下に示すヒップホップ黄金期の服を紹介する特集記事を、最後の文の後から書き進めること。

> _抜粋本文_:
────────────────────

ヒップホップカルチャーの洗礼を受け、レコードやCD、カセットテープなどの音源を収集しているという人は、決して少なくないだろう。しかし、それが服だとしたら…?
この特集で紹介するには、のちに「ヒップホップ黄金期」と呼ばれる80年代終盤から90年代前半にかけて生み出された、熱を帯びた当時のシーンと密接にリンクしたウェアの数々。何がかっこよくて何がかっこ悪いのか ― 30年近い年月を経た今もなお、その判断を我々に問いかけてくるような、美的センスの平衡感覚を失いかねない、強力なパワーを携えている。
そしてこの、少しだけ様子がおかしい服たちは、東北のいちヒップホップファン・illllllllllluss氏が極私的な視点で世界中から集めたコレクションのごく一部。 SupremeとLouis Vuittonによるカプセルコレクションのサンプリングソースとしても知られるDapper Dan(ダッパー・ダン)から、当時人気だったブランドのブートレグ(海賊版)、そしてMajor Damage、Wickedなど90年代初頭に一瞬光り輝いた懐かしのブランドまで。ヒップホップ隆盛の歴史をファッションで振り返る…なんて大げさなものではなく、あくまで、ある偏愛家の生き様として楽しんでほしい。
Photo (Item) : Shuhei Nomachi | Photo (Interview) : Yuichi Kaneko (KANEKO DESIGN PRODUCT) | Text : Yugo Shiokawa
Eric B. & Rakimによる不滅のクラシック、『Paid in Full』。1987年7月7日にリリースされ、つい先日30周年を迎えたこのアルバムのジャケットを、ヒップホップカルチャーに足を踏み入れた者なら、一度は見かけたことがあるだろう。

────────────────────

> _データ部分_:
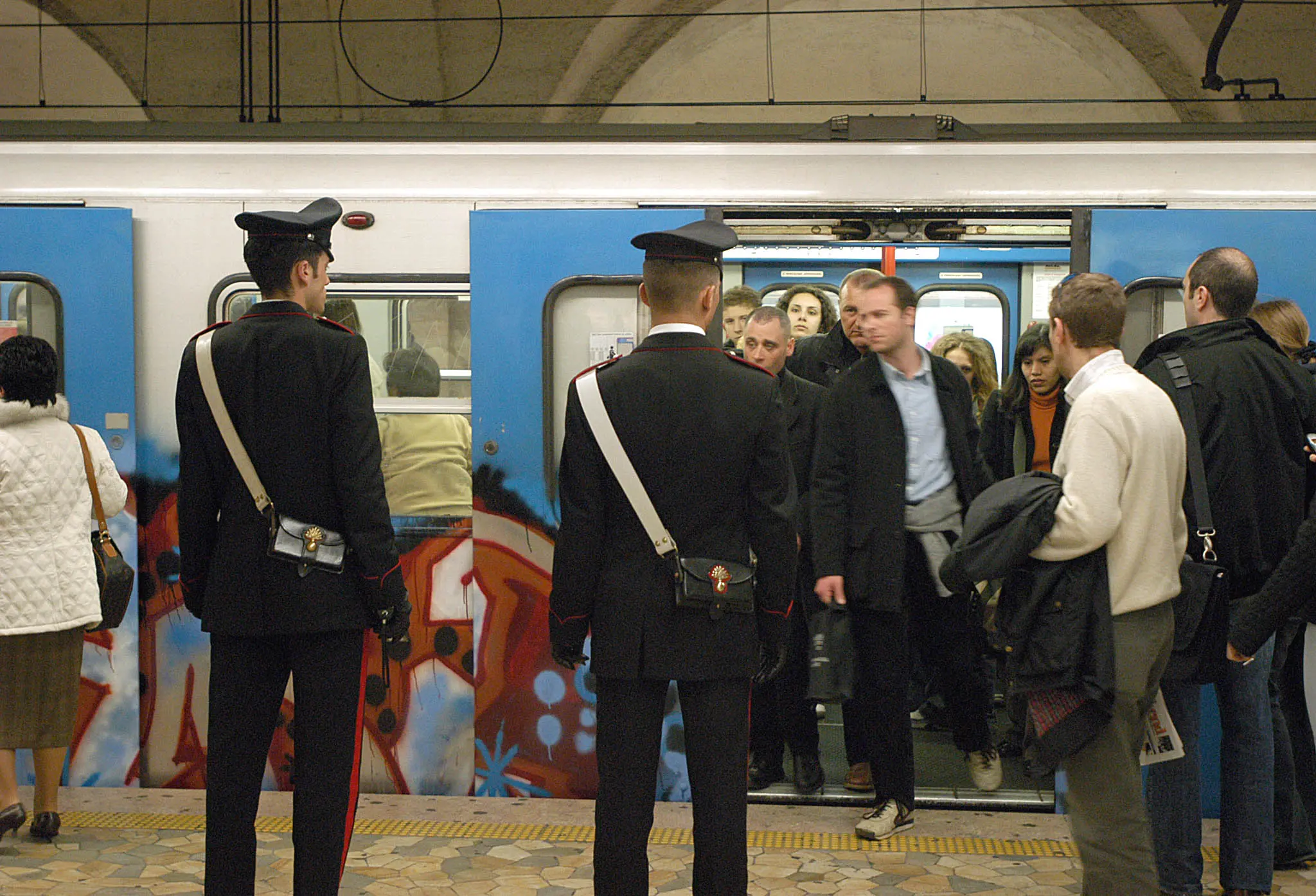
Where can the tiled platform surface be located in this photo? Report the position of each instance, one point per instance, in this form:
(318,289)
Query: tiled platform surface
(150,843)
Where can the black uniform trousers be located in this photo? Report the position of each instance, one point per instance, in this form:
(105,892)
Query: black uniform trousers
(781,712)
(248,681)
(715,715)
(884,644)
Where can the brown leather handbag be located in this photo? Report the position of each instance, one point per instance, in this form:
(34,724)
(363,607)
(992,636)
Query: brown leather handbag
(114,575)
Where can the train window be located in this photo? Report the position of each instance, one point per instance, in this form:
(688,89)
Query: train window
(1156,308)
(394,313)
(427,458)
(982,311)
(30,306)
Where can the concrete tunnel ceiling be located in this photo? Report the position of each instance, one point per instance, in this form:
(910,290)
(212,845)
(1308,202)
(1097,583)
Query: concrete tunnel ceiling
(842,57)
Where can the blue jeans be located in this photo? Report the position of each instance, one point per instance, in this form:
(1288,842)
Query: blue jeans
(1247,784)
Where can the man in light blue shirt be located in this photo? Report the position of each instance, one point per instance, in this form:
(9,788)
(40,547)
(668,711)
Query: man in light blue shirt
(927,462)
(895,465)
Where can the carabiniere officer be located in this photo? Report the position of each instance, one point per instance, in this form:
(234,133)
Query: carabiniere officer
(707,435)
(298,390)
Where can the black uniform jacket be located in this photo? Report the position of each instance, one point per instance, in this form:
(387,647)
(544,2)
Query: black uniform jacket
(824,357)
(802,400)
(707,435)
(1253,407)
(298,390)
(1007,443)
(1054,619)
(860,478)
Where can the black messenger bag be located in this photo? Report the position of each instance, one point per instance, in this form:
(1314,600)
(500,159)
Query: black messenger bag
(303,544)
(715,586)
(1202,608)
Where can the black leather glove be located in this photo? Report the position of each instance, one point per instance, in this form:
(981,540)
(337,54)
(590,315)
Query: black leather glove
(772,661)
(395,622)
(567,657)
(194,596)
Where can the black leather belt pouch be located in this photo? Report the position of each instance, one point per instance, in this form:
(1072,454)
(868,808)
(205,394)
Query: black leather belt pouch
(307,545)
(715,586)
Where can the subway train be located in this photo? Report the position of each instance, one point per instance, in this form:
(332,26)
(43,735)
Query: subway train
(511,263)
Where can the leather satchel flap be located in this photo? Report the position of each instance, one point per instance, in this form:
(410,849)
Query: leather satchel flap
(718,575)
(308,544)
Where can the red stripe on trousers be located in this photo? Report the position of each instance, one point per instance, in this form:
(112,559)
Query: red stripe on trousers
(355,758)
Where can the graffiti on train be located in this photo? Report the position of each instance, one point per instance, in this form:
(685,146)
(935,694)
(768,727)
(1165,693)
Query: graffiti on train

────────────────────

> _課題の結果_:
そして、この中でふたりが着ているGUCCIのブートレグ・ジャケットを手掛けたのが、マンハッタンはハーレムに店舗を構えていたテーラー、Daniel ‘Dapper Dan’ Dayだ。
illllllllllluss氏(以下i、敬称略)「あきらかにイリーガルなんだけど、それなのにどれもリアルレザー、リアルスウェードだったり、メルトンやベロアの生地もすごく質が高くて、高級感があるんですよ。自分の名前も入れてもらえるNYのオートクチュールだから、ラッパーだったり、ドラッグディーラーだったり、ストリートから成り上がった人のステータスシンボルとして愛されたんですね。本物の高級ブランドを扱いたくても、ハーレムの黒人のお店では時代的になかなか難しい、という背景もあったんだと思いますが、ブートレグでも素材にこだわるっていうのは、テーラーならではの意地だったのかもしれないです。ただロゴが明らかにオフィシャルではないし、ワッペンもずれていたり、縫製は程々。そこが余計にそそられるポイントです(笑)」
i「赤いジャケットは、GUCCIにジュエリーのTiffanyをミックスしたわけじゃなくて、おそらくTiffanyさんっていう女の人がオーダーしたもの。テーラーなので、オーダーメイドが基本なんだと思うんですけど、なかにはサイズタグが付いているものもあったりして、下のNIKEの様な既製のデザインも作って店頭に並べていたみたいです」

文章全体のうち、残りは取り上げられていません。